## EXERCISE DIRECTIONS
Could you show all lines in the entries below that contain the string "after"?

________________________

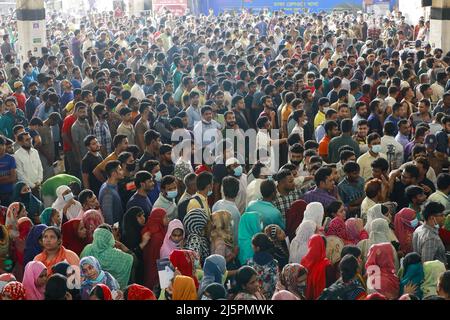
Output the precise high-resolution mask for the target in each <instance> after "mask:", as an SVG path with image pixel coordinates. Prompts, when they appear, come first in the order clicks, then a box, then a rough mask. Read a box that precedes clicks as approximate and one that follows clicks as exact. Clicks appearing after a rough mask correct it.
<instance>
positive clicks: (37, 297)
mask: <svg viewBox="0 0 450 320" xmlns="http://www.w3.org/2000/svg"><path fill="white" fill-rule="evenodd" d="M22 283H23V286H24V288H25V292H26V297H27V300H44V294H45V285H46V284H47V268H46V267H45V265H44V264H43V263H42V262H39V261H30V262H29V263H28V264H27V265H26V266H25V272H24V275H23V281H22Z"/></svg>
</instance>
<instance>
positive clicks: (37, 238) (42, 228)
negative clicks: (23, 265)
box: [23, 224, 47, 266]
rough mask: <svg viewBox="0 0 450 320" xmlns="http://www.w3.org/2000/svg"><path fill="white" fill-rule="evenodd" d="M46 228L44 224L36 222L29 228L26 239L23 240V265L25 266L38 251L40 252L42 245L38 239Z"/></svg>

________________________

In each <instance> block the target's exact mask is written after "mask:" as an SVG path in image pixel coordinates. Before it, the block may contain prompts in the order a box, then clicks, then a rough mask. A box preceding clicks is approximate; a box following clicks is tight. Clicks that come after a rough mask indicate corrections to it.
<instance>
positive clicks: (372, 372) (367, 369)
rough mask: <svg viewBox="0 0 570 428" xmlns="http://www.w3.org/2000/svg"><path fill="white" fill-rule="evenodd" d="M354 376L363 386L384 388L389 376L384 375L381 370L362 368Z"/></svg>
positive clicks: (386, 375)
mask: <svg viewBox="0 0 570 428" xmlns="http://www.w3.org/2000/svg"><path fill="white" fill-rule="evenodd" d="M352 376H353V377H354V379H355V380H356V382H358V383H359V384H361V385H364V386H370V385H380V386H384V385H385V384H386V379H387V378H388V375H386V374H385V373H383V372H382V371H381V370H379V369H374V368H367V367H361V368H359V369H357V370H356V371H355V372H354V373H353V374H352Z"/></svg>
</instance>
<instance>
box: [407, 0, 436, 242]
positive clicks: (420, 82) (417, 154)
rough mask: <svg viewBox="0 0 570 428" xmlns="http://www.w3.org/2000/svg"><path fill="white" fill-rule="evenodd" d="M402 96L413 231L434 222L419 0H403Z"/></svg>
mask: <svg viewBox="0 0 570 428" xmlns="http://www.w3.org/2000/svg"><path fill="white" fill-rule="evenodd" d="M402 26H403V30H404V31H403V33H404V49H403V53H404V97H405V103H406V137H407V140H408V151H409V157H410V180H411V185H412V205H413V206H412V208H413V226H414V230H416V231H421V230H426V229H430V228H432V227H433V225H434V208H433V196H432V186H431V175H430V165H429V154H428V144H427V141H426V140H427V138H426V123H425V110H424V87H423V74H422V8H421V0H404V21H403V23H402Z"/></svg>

________________________

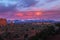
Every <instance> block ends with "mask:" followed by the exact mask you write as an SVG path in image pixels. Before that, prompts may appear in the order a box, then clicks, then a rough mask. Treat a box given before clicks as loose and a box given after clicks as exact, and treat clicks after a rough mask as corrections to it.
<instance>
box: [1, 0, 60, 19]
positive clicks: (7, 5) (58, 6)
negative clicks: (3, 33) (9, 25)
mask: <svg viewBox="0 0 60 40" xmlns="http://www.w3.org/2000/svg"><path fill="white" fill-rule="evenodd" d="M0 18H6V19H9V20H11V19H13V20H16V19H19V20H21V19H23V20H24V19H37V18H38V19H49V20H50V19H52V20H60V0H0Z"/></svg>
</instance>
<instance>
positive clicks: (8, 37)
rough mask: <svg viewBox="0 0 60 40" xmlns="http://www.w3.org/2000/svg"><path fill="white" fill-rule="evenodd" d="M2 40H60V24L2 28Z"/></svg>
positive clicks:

________________________

## SOLVED PROBLEM
Output the precise high-resolution mask for the target in each <instance> after "mask:", as an SVG path with image pixel coordinates. Prompts, when they appear, come first in the order clicks, then a box, then a rough mask. Read a box that precedes clicks as approximate and one that follows clicks as exact. Clicks appearing after a rough mask correct it.
In each <instance> block the target's exact mask is written after "mask:" as an SVG path in image pixel coordinates. Before it, the block may contain prompts in the order a box, then clicks, then a rough mask. A box preceding clicks is approximate; a box following clicks is tight. Clicks that come after a rough mask indicate corrections to it.
Every <instance> block ends with "mask:" followed by the exact mask you write as an SVG path in image pixels. Before that, prompts may appear in the order a box, then clicks, then a rough mask. Treat a box given before clicks as loose and a box given after clicks as exact, and treat clicks after a rough mask as corrections to it.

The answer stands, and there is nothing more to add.